*Text passage*
------
New study explains nitric oxide's impact on your heart

A new study's result suggests heart failure severity could vary based on nitric oxide levels in the body.

Update: 2018-05-15 09:31 GMT
New study explains nitric oxide's impact on your heart. (Photo: Pixabay)

Washington: The severity of heart disease depends on the levels of nitric oxide in the body, according to a study.

Researchers at the Case Western Reserve University School of Medicine showed that nitric oxide may help commonly used heart drugs maximize their benefits while improving heart function. In turn, the study found nitric oxide deficiencies could underlie heart failure while tilting drug effects toward more harmful pathways and side effects.

"Our work shows that the main receptors in the heart that respond to drugs don't work without nitric oxide," said senior author Jonathan Stamler. "The study provides new motivation to replace nitric oxide during heart failure."

The study focuses on one of the most common drug targets in modern medicine: GPCRs, short for G protein-coupled receptors. The receptors sit on cell surfaces and are targets for nearly one-third of FDA-approved medications. When drugs like beta blockers attach to GPCRs, they influence protein pathways inside the cells.

One pathway activates "G proteins" that are of therapeutic benefit, while a second pathway activates proteins called arrestins that can lead to side effects. The new study shows nitric oxide helps determine that the right pathway gets activated.

Previous studies have shown evidence of "biased" signaling inside cells, where one pathway becomes more active than another. This led Stamler and colleagues to look for natural mechanisms inside cells that could be leveraged to maintain the desired balance. "Drugs and hormones inevitably regulate both pathways, but if one could shut down the pathway producing side effects, drugs would work better. In the new study, we have discovered how nature signals without side effects. It is able to use nitric oxide to shut down arrestin-based pathways causing side effects," he said.

The researchers investigated nitric oxide due to the molecule's established role in receiving signals from GPCRs. The team genetically engineered mice to lack the ability to attach nitric oxide to one half of the pathway - the arrestin proteins that can trigger side effects.

"The mice had classic features of heart failure," Stamler said. "Without nitric oxide signaling, they could not increase heart rate or pump function." The researchers confirmed their findings in human tissue samples, collected from hearts involved in transplants. In nearly two-thirds of failing heart samples, the researchers found that nitric oxide determined signaling balance to the arrestin pathway. Many hearts showed evidence of nitric oxide deficiency (arrestin activation).

The results suggest heart failure severity could vary based on nitric oxide levels in the body. Low levels could cause GPCRs to primarily activate the arrestin side of their signaling pathways--leaving out the other half that helps the heart respond to stressors. "Without nitric oxide, heart rate and contractility can't increase, and thus hearts fail," Stamler said.

With hundreds of GPCRs in the body, the findings could be universally applied. According to the authors, managing nitric oxide could help existing drugs of all types work with fewer side effects. "We have identified the main function of nitric oxide in cellular systems," Stamler said. "It likely regulates GPCR signaling across virtually all cell types and tissues. This may bear directly on numerous diseases as well as the predicted response to therapeutic agents."

The study has been published in the journal Molecular Cell.
------
*Things to do*
1 – In the nitric oxide article, what fraction of FDA-approved medications target G protein-coupled receptors?
2 – Reproduce the part of the nitric oxide article starting at "The results suggest" and ending at "journal Molecular Cell.".
Rely only on the nitric oxide article, not on outside knowledge.
------
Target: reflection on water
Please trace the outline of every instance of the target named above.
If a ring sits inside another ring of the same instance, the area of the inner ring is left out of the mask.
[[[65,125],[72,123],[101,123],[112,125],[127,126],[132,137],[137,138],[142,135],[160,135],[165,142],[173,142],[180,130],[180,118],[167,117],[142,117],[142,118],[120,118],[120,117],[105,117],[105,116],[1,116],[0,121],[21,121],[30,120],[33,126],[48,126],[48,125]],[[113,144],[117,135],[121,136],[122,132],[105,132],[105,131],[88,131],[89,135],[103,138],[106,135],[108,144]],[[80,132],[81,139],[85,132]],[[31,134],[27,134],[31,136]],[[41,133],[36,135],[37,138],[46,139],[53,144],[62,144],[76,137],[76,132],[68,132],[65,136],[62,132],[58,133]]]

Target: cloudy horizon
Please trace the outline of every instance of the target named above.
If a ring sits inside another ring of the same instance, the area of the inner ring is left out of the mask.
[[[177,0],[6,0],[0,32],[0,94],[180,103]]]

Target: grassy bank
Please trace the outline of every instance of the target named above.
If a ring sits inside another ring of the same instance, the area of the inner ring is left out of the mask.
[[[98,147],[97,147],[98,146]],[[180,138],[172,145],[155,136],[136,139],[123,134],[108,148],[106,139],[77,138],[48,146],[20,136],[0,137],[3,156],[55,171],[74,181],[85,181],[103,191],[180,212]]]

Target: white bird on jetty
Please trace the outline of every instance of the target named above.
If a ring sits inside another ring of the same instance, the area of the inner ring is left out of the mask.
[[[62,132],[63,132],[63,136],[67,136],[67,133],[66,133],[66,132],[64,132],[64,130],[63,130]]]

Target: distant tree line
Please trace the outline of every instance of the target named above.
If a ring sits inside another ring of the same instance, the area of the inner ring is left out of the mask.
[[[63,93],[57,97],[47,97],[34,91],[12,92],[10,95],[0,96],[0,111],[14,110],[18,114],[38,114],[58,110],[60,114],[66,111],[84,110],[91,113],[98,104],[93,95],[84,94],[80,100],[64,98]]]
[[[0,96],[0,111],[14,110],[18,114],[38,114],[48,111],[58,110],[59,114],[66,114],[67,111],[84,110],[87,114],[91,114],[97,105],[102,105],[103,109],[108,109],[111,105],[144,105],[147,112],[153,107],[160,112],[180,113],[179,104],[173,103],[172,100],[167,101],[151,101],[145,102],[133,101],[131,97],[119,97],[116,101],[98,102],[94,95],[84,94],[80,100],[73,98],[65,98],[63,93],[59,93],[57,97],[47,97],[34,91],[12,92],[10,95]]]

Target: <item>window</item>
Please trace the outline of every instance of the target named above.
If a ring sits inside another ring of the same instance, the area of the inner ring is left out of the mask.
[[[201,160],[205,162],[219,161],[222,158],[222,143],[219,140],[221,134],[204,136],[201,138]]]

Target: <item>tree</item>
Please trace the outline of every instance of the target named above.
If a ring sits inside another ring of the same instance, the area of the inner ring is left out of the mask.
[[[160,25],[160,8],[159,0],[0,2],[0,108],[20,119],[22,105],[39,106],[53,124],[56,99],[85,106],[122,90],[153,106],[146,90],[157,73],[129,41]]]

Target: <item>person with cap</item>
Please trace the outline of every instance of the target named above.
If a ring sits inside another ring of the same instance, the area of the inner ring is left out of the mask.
------
*Task responses*
1 – Nearly one-third of FDA-approved medications target them.

2 –
The results suggest heart failure severity could vary based on nitric oxide levels in the body. Low levels could cause GPCRs to primarily activate the arrestin side of their signaling pathways--leaving out the other half that helps the heart respond to stressors. "Without nitric oxide, heart rate and contractility can't increase, and thus hearts fail," Stamler said.

With hundreds of GPCRs in the body, the findings could be universally applied. According to the authors, managing nitric oxide could help existing drugs of all types work with fewer side effects. "We have identified the main function of nitric oxide in cellular systems," Stamler said. "It likely regulates GPCR signaling across virtually all cell types and tissues. This may bear directly on numerous diseases as well as the predicted response to therapeutic agents."

The study has been published in the journal Molecular Cell.